| TRY IT |
As the lines appear below, please set them down exactly, starting at the first and finishing with the one containing "# test: pointer returns one pin per instance of the curly".

== THE DATA

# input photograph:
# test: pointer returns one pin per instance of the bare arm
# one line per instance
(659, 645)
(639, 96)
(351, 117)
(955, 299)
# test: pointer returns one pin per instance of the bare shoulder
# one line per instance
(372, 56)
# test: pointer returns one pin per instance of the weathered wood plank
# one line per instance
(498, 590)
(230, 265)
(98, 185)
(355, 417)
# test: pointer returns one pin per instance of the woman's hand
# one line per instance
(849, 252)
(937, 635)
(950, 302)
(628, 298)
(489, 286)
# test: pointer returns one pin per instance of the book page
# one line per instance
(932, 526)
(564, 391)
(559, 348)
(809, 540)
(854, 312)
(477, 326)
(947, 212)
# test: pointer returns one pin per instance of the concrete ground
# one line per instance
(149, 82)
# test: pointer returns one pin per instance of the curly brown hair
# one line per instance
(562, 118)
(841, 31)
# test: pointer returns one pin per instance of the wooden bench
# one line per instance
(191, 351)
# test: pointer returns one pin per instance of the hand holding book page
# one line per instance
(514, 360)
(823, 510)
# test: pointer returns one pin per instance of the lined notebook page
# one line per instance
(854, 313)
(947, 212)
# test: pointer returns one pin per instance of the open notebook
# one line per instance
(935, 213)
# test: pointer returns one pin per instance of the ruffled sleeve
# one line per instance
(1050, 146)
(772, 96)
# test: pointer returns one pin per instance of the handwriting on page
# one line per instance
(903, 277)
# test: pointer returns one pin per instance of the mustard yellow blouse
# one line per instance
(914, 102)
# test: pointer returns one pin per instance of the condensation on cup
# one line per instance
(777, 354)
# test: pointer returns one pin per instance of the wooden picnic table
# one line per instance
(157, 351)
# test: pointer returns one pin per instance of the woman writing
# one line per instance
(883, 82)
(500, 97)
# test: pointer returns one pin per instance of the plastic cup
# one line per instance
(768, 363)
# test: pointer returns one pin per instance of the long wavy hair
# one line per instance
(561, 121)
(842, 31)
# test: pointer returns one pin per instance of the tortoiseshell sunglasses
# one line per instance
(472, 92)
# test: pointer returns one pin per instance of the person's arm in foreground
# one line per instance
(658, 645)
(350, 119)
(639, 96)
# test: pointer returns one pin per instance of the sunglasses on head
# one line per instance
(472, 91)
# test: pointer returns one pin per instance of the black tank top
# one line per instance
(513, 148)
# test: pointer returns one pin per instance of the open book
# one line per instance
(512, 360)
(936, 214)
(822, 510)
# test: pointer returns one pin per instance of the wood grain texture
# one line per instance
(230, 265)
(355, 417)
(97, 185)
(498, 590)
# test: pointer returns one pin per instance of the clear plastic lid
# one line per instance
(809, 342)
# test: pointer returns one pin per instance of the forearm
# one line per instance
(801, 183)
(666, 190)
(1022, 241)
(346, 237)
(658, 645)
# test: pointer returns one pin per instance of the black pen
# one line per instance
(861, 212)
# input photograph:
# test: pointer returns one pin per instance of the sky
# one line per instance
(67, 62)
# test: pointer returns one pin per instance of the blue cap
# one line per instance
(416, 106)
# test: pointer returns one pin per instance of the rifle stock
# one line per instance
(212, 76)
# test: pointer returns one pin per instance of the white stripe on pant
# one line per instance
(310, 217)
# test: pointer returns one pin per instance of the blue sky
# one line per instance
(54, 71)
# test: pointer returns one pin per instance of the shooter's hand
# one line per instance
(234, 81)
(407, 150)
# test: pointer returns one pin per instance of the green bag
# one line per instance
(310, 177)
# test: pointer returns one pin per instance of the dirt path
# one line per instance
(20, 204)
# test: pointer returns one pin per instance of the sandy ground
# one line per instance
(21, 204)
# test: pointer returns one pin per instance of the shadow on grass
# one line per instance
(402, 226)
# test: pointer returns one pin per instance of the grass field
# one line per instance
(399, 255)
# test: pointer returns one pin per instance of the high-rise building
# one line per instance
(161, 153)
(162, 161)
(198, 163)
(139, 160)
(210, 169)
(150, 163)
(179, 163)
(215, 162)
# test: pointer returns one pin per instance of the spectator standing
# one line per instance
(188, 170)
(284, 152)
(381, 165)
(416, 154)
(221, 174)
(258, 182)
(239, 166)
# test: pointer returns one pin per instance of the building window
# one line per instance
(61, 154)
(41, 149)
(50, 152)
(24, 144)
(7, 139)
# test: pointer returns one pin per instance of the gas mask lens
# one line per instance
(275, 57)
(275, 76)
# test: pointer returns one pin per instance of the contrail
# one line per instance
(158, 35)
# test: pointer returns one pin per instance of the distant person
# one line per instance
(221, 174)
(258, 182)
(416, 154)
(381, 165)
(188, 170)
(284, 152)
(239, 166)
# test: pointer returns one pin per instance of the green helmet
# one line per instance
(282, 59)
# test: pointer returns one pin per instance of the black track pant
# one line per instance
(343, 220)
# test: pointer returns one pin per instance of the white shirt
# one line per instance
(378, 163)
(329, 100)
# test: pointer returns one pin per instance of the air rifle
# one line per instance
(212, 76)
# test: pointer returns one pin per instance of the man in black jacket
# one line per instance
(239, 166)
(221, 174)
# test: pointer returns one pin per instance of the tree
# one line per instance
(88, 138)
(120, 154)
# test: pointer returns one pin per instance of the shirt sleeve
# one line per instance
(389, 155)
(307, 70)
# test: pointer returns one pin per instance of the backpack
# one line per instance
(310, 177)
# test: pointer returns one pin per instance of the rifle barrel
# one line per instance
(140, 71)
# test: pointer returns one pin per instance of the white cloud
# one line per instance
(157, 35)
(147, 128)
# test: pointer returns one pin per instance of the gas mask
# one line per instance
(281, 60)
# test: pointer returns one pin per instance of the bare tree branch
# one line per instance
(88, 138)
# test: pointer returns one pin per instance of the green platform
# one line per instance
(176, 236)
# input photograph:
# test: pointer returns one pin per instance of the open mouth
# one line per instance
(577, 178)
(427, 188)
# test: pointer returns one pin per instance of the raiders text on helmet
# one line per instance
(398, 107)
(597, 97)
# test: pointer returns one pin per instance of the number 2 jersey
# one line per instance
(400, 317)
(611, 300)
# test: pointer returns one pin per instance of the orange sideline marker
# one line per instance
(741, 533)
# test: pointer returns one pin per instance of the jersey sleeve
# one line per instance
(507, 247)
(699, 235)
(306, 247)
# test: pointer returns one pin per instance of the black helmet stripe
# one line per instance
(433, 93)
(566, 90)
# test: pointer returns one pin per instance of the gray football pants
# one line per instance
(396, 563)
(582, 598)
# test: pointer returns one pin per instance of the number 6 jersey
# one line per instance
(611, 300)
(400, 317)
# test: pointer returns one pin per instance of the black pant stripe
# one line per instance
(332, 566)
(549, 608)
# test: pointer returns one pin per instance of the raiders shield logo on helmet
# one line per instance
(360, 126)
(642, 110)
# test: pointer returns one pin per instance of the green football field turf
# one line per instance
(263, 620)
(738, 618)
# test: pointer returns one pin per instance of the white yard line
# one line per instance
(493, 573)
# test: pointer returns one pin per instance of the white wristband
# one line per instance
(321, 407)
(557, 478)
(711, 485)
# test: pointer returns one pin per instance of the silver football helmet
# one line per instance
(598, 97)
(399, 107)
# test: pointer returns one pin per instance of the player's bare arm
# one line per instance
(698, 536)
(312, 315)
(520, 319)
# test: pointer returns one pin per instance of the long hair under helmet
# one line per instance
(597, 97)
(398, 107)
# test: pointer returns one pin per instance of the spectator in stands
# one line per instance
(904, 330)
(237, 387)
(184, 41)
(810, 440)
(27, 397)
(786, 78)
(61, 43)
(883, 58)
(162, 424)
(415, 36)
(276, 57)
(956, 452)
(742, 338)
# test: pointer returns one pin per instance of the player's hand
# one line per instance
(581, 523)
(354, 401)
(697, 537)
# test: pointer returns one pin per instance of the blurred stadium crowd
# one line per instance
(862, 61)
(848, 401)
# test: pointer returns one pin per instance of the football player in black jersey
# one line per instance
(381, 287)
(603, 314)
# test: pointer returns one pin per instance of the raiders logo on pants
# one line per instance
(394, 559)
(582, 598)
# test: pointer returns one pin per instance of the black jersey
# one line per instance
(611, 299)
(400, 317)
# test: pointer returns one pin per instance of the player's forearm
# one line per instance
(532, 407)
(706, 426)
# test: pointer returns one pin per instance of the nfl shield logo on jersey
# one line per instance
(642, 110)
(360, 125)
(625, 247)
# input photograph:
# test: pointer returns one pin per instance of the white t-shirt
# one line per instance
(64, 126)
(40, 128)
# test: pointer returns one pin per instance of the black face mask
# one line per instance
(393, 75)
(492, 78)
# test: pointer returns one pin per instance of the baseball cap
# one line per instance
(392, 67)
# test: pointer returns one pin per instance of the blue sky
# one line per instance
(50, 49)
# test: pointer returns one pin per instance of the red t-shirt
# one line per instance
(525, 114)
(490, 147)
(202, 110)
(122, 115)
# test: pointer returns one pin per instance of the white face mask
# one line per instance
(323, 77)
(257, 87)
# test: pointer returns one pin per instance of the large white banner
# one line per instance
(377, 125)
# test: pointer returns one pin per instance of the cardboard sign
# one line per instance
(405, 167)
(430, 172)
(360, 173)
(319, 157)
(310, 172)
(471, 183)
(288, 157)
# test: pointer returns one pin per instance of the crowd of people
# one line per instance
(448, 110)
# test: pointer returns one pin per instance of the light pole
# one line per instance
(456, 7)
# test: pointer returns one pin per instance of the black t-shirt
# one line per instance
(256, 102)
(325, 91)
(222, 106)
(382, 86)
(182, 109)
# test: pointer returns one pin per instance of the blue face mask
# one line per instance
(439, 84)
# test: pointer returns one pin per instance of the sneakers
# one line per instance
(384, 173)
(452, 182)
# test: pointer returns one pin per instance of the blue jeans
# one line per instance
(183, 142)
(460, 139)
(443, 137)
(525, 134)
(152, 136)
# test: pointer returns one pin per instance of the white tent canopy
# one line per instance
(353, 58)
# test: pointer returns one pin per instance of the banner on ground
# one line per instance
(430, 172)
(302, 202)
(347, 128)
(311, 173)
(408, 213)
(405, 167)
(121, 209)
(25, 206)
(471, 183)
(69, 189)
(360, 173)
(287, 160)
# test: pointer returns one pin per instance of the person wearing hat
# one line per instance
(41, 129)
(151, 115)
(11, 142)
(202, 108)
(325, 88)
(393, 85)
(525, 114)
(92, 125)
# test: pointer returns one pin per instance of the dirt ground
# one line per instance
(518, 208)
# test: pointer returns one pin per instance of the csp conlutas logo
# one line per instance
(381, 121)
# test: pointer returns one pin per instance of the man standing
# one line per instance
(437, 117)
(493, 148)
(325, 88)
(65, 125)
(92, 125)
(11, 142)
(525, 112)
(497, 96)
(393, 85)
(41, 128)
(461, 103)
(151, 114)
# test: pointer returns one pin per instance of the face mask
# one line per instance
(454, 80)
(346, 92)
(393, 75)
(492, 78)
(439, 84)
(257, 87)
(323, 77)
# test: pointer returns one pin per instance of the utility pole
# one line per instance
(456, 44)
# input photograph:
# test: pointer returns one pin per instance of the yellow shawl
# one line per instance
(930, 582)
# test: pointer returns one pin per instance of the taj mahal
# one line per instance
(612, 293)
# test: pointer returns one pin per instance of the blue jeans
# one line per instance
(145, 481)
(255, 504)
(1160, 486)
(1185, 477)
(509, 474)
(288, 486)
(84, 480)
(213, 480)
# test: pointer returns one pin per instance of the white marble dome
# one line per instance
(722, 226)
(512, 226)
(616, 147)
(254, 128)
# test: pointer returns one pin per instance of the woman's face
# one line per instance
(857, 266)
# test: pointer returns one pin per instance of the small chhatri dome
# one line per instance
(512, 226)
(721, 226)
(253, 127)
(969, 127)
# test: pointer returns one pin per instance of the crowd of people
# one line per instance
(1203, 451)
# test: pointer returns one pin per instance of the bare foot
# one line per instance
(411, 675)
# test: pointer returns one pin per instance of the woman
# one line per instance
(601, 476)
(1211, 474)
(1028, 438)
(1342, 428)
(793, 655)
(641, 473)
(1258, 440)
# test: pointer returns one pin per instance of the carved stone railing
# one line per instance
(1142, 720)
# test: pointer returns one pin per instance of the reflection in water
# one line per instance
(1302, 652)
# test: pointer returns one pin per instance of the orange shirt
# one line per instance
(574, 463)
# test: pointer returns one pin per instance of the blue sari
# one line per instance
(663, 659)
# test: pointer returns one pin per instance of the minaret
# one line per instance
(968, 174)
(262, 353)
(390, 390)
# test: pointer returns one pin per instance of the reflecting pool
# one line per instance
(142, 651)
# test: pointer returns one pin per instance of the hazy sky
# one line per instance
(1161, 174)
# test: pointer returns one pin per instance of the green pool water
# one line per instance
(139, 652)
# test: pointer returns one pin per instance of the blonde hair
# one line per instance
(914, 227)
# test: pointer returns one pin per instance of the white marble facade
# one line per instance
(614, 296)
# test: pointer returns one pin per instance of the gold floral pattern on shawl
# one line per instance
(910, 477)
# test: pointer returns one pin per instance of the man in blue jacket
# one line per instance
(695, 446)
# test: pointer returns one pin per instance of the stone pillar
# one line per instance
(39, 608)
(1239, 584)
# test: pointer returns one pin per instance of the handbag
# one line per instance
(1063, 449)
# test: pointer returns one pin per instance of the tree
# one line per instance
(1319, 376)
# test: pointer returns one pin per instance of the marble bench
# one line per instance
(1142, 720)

====

| OUTPUT FOR THIS EXERCISE |
# input photograph:
# test: pointer returns one pin per instance of the bare arm
# one line per instance
(659, 645)
(639, 96)
(351, 117)
(955, 299)
# test: pointer returns one pin per instance of the bare shoulder
# one line per instance
(372, 56)
# test: pointer returns one pin per instance of the weathered wood plank
# one line per instance
(498, 590)
(230, 265)
(98, 185)
(355, 417)
# test: pointer returns one pin per instance of the woman's hand
# one line per instance
(849, 252)
(937, 635)
(950, 302)
(628, 298)
(489, 286)
# test: pointer returns one pin per instance of the book page
# one line per instance
(932, 526)
(564, 391)
(559, 348)
(809, 540)
(854, 312)
(477, 326)
(947, 212)
# test: pointer returns one pin per instance of the concrete ground
# one line per instance
(149, 82)
# test: pointer returns one pin per instance of the curly brown hair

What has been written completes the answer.